--- BEGIN Reading text ---

From what I've gleaned from the internet and personal experience with MSSQL, I should be heading for the most IO performance I can muster, then pick a CPU that will sufficient. The idea is also to keep price point low.

I've suggested an i3-6100 for the most Ghz in single thread, and still 4 logical for SQL. 8-16gb of DDR4, and a SSD of sufficent size.

I'm getting push back on the i3. My managment wants to go with an i5 or even i7.

My question for anyone with SQL server experience is, will either of them make any difference to the performance of the server with my expected user load?
 
Hardware costs are relatively insignificant compared to software licensing costs. Spend a little more for better equipment if this will host an important business application. If management is willing to go with better hardware, all the better. If you can record baseline and load performance metrics, you can find out where the bottlenecks are to justify hardware upgrades. Depending on your DB size and availability requirements, free SQL Express may serve your needs.

There are lots of deals for Lenovo servers with Xeon E3 with ECC RAM, perfect for small DB servers. Start with 16GB RAM minimum, RAM is cheap. Redundant disks are important for disk I/O and failure. If you can budget for a hardware RAID controller, get one.
 
Omitting Licencing costs please. I'm simply in charge of hardware. We also have a company that builds the PCs for us from scratch, so no Dells/Lenovos/etc. We use our own branding.
 
Have you considered cloud based SQL servers (AWS, Azure)? You get a lot more flexibility to grow and expand. I have moved most of my operations to cloud based servers due to cost and ability to expand or contract as needed.

As for SQL you do not want a server that doesn't use ECC RAM, so skip consumer hardware. It is hard to recommend a SQL hardware spec without knowing your database. However...

Based on your description, threads are not going to be a big factor, so a Xeon E3, E5 or Avoton is probably fine. Make sure whatever motherboard you get has the room to expand RAM.

Memory, SQL server will use as much memory as you can throw out it. I would recommend starting with 16GB and keep an eye on memory usage.

Disks are a major factor. Simplistically, I would recommend a RAID 10 array of 15K SAS drives. For best performance and reliability two separate arrays are recommended, one array for your database files, the other array for transaction log files. Installing your core OS on an SSD is a good idea. Using SSDs for your database files is also an option, but there are specific SSD drives for this and using consumer SSD drives is a bad idea. There are plenty of write ups about using SSDs in Database magazines.

--- END Reading text ---
--- BEGIN Data shown ---

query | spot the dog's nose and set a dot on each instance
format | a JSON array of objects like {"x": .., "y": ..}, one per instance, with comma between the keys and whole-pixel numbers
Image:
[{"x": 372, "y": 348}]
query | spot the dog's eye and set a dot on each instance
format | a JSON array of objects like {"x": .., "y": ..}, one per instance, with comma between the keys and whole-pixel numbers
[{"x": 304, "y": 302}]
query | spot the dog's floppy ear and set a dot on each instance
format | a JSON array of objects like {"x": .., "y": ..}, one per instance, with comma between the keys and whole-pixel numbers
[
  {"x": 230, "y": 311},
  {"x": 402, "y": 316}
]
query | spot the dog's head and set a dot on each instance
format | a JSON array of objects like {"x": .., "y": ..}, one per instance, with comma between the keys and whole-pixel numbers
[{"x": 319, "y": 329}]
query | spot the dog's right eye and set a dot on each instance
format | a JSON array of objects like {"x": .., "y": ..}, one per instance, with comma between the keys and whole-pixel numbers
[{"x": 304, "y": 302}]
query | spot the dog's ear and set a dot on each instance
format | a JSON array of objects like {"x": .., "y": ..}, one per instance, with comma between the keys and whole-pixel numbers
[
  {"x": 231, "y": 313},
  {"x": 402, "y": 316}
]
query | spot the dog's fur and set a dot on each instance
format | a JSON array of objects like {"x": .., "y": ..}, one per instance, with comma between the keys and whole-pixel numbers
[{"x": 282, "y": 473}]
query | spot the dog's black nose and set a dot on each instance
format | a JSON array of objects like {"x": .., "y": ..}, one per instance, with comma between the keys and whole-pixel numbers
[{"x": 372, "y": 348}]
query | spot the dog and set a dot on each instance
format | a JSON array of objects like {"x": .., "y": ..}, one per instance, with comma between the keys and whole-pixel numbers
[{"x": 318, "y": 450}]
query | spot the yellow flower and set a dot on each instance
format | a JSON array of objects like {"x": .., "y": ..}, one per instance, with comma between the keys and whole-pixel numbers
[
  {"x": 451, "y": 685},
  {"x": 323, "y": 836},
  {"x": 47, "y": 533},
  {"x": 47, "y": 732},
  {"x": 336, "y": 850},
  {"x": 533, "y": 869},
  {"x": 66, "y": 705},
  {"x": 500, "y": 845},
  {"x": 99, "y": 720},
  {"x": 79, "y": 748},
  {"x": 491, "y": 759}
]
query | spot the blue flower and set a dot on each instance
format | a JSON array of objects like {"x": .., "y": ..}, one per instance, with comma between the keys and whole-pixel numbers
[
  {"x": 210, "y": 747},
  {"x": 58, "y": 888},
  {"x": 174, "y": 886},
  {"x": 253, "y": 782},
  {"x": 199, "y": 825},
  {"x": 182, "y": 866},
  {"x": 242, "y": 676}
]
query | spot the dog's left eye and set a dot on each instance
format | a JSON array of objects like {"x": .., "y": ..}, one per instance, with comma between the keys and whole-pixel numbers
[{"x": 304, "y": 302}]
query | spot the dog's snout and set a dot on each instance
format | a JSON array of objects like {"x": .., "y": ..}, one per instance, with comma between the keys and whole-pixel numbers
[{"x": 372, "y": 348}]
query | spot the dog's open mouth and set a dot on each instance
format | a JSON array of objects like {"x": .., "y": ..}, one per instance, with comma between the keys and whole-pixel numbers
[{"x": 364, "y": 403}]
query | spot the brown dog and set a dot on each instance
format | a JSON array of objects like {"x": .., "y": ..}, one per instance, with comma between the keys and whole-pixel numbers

--- END Data shown ---

» Problem 1:
Answer these questions using the discussion of SQL server hardware:
(a) Which processor did the first poster suggest?
(b) What type of RAM does the discussion say a SQL server should use?
(c) What kind of disk array of what drives is recommended?
» Problem 2: Duplicate the part of the SQL server hardware discussion that opens with the words containing "From what I've" and closes with "price point low.".
The records are separate material and have no connection to the text.

» Written solution 1:
(a) An i3-6100
(b) ECC RAM
(c) A RAID 10 array of 15K SAS drives

» Written solution 2:
From what I've gleaned from the internet and personal experience with MSSQL, I should be heading for the most IO performance I can muster, then pick a CPU that will sufficient. The idea is also to keep price point low.